***** Passage *****

The private sector, including pharmaceutical companies like Takeda, can play a pivotal role in advancing health equity in the United States and around the world. Addressing health inequities will require taking a step back and broadening the lens through which we view and approach the problem of health inequities – as industry professionals and as fellow members of a global community that is united behind a set of shared goals for a sustainable future.

Imagine instructing a patient to follow strict dietary guidelines because their recovery depends on it but it’s not clear how their preferred food fits the categories. Where does hummus fall on this food pyramid? What about cassava, edamame or refried beans? And what if their refrigerator is empty and their pantry is bare?

Imagine a patient whose emergency surgery kept her in hospital for days, who missed too many shifts at work and lost her job as a result. A patient who missed appointments because he had no one to look after his children, or someone who couldn’t make it to the clinic because he lacks the cash to pay for parking or the bus or who has to choose between medicine and paying next month’s rent. Imagine a patient who ends up in the emergency room – repeatedly – because she’s not able to get the routine care she needs.

These are examples of situations that lead to big differences in people’s health in the United States and globally, independent of whether they receive good (or bad) medical care. These are the realities that patients face and fight every day that healthcare providers may or may not realize are happening and that contribute to poor health outcomes.

The difficulties of COVID-19, its devastating and disproportionate impacts on communities of colour, on low-income families and on other disadvantaged groups, stoked new levels of frustration and fury with the lack of fairness that persists within health systems around the world. The pandemic was a stark reminder of just how much work there is still to be done, starting with how we tackle the social determinants of health.

Addressing the root causes of health inequities

When there is health equity, every person has a fair and just opportunity to attain their full health potential, regardless of social position or socially determined circumstances. This isn’t always the case, and today’s striking and persistent health inequities stem from the many ways those opportunities are compromised or crushed outright by factors and circumstances that have little or nothing to do with the physical body or genetic makeup. A person’s health and life expectancy are heavily influenced by the social, environmental and financial conditions in which they are born, grow up, work, play and age1,2.

Working towards the health equity ideal will require addressing the social determinants of health, their effects and their underlying causes (Fig. 1). As Bishop Desmond Tutu said, “there comes a point where we need to stop just pulling people out of the river; we need to go upstream and find out why they’re falling in.”

***** Given data *****

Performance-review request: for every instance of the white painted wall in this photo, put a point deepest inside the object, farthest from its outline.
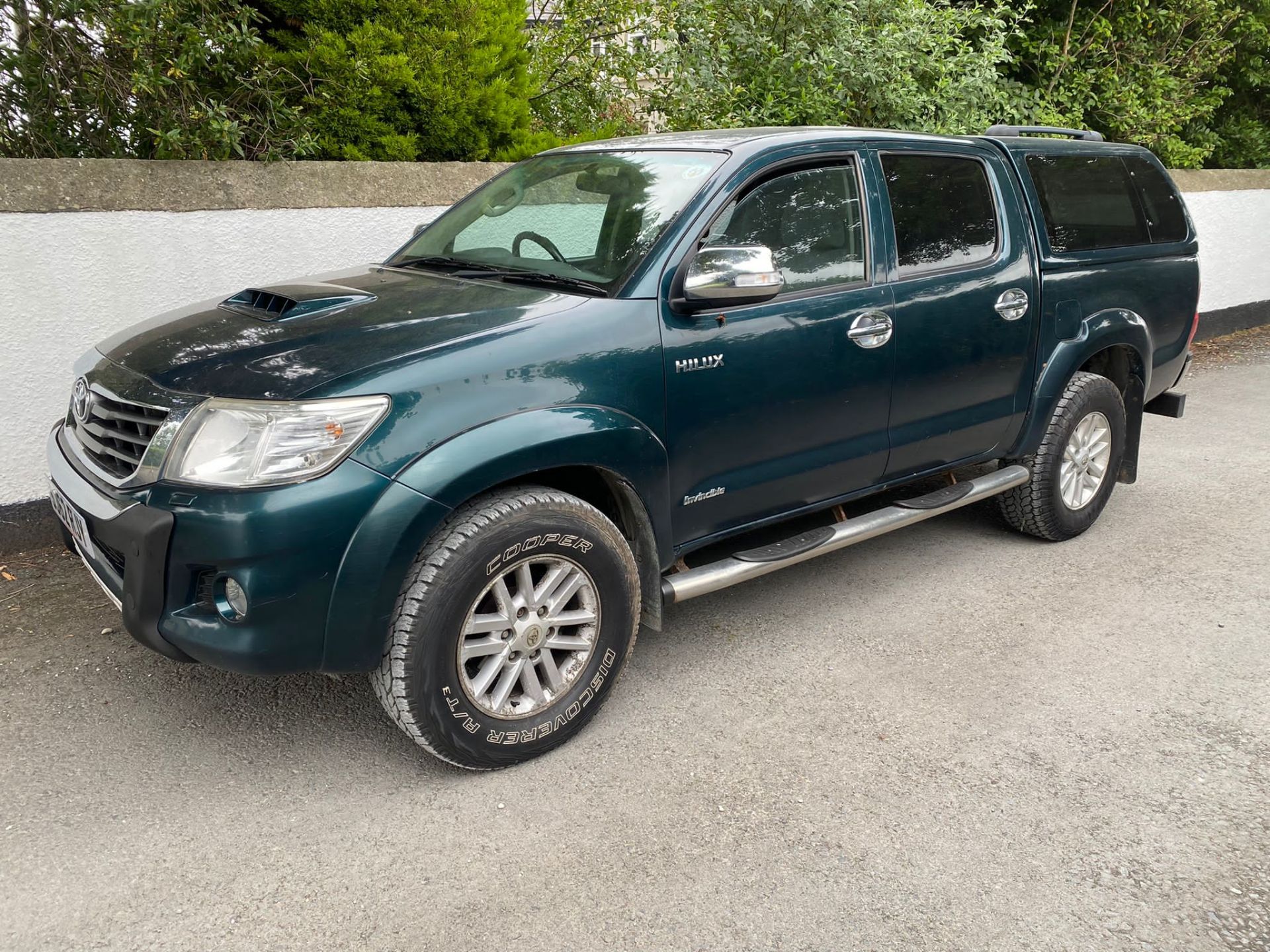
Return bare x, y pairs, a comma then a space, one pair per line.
69, 280
1234, 247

*****

### Exercise requirements:
**1.** Reproduce the part of the health equity passage from "These are examples" to "determinants of health.".
**2.** What three kinds of conditions does the health equity passage say heavily influence a person's health and life expectancy?
**3.** Carry the health equity passage forward from its last sentence.

### Numbered responses:
**1.**
These are examples of situations that lead to big differences in people’s health in the United States and globally, independent of whether they receive good (or bad) medical care. These are the realities that patients face and fight every day that healthcare providers may or may not realize are happening and that contribute to poor health outcomes.

The difficulties of COVID-19, its devastating and disproportionate impacts on communities of colour, on low-income families and on other disadvantaged groups, stoked new levels of frustration and fury with the lack of fairness that persists within health systems around the world. The pandemic was a stark reminder of just how much work there is still to be done, starting with how we tackle the social determinants of health.

**2.** Social, environmental and financial conditions.

**3.**
Figure 1. The health equity challenge. Health equity is achieved when everyone has a fair and just opportunity to attain their full health potential regardless of social position or other socially determined circumstances, which means addressing social determinants of health, such as income and education levels, food insecurity, housing stability, racism and gender discrimination. Achieving health equity requires multi-sector collaborations between industry, health research and care delivery systems, government and community partners working together to address health disparities and inequities that disproportionately impact disadvantaged and underserved communities and patients. Source: The illustration above is based on the original 2017 Robert Wood Johnson Foundation’s ‘What is Health Equity’ graphic.

We recognize that meaningful change can start at the corporate level and that we have more responsibility now than ever to create the world we want to leave for the generations to come. Takeda is a healthcare company dedicated to building trust in the communities we serve, and we insist on maintaining a holistic view of people’s lives as we make good on our commitment to bring better health and a brighter future to patients. These are the values that drive us to advance health equity.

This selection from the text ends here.